While the FTC Act expressly exempts certain classes of persons from its coverage; 15 U.S.C. § 45 (a)(2); attorneys are not among those exempted. 15 U.S.C. § 45 (a)(2) (1981) provides: "The Commission is empowered and directed to prevent persons, partnerships, or corporations, except banks, savings and loan institutions described in section 57a (f) (3) of this title, common carriers subject to the Acts to regulate commerce, air carriers and foreign air carriers subject to the Federal Aviation Act of 1958 [49 U.S.C. § 1301 et seq.], and persons, partnerships, or corporations insofar as they are subject to the Packers and Stockyards Act, 1921, as amended [ 7 U.S.C. § 181 et seq.], except as provided in section 406(b) of said Act [ 7 U.S.C. § 227(a)], from using unfair methods of competition in or affecting commerce and unfair or deceptive acts or practices in or affecting commerce." In addition, the last session of Congress rejected a proposed amendment to the FTC Act which would have extended the list of exemptions to include state-regulated professionals. S. 2499, 97th Cong., 2d Sess., 3(c) (1982). That statute, which was never enacted, would have provided: "(c) Section 5(a)(2) of the Federal Trade Commission Act (45 U.S.C. 45(a)(2)) is amended by inserting immediately after `except' the first time it appears the following: `practitioners of a profession whose members are licensed and regulated by a State as a condition of independent practice within the State, incorporated or unincorporated associations of State-regulated professionals.'"

#### WHAT THE EXERCISE ASKS:
Please state which group the rejected amendment, according to the passage on FTC Act exemptions, would have added to the list of exemptions.

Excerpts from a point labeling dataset
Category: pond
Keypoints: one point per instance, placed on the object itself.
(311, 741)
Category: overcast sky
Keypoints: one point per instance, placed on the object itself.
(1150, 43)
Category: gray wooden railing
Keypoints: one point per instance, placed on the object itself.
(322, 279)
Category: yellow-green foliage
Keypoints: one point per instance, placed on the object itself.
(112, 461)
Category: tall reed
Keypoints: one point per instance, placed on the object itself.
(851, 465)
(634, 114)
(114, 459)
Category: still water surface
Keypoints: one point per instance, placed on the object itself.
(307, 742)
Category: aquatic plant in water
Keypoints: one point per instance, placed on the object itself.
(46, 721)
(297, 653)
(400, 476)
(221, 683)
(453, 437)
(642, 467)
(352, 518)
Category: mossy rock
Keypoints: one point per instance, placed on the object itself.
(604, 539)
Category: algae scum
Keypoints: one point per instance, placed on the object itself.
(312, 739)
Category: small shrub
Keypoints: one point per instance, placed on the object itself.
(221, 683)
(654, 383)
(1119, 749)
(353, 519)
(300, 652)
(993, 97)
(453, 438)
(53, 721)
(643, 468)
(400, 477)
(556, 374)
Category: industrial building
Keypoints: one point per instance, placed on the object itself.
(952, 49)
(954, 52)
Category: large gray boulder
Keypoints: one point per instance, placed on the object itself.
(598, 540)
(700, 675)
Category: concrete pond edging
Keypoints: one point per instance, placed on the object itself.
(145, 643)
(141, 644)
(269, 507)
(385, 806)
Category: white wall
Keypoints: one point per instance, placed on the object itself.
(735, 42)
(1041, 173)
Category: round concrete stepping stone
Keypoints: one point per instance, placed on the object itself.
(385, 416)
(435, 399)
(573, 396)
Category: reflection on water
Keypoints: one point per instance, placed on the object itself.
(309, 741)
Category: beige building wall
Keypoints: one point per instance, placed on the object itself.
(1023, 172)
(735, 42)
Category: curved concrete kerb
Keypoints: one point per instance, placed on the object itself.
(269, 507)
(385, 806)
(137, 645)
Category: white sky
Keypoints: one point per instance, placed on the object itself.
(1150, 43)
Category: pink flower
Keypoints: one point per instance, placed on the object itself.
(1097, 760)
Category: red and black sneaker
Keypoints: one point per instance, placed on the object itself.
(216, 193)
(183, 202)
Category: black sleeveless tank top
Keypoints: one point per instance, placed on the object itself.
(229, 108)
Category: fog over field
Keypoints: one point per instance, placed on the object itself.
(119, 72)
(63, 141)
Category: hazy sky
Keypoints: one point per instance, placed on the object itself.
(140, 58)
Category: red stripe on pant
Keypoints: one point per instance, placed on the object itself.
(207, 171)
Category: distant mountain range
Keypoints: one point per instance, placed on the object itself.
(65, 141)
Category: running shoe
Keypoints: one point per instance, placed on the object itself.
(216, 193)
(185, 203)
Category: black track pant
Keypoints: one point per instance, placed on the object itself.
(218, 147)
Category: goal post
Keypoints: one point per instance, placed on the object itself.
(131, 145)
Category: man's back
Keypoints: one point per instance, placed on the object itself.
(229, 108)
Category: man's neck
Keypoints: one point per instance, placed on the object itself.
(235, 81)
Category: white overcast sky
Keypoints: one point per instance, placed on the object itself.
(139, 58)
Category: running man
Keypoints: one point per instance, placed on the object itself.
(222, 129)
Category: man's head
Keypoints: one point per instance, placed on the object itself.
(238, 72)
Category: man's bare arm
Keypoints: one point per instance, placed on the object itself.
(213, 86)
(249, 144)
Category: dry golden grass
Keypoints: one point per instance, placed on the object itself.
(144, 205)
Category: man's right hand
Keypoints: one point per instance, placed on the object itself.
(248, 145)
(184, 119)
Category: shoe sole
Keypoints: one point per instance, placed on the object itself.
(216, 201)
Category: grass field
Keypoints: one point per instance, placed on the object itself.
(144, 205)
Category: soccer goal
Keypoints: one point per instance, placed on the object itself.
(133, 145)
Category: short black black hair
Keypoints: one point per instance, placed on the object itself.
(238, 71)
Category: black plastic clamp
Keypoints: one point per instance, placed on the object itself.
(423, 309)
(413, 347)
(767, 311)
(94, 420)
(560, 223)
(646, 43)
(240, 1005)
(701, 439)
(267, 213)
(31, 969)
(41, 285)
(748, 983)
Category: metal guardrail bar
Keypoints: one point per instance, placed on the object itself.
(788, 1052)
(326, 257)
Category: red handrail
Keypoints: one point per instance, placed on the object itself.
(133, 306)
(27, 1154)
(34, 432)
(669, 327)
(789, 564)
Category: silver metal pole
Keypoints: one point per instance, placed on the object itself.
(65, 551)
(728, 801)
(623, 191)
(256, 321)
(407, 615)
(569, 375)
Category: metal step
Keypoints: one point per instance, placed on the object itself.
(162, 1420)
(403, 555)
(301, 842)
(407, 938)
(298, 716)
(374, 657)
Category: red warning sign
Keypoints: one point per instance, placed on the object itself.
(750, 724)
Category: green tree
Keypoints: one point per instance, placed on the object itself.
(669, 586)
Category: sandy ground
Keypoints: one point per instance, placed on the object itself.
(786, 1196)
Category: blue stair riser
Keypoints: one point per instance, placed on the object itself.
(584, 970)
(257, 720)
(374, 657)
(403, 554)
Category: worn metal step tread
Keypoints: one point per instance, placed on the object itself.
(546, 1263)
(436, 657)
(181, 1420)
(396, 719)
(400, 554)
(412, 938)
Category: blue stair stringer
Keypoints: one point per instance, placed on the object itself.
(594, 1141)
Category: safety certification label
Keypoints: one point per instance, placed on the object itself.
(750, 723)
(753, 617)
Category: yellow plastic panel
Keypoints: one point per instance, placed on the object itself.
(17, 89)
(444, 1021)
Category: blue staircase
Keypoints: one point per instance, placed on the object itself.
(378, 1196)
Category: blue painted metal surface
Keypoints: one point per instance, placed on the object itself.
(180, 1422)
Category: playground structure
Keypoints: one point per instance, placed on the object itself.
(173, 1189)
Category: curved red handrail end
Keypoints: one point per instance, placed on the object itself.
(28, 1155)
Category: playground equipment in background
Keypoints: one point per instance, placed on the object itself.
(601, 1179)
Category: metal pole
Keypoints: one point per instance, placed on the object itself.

#### FINISHED ANSWER:
State-regulated professionals.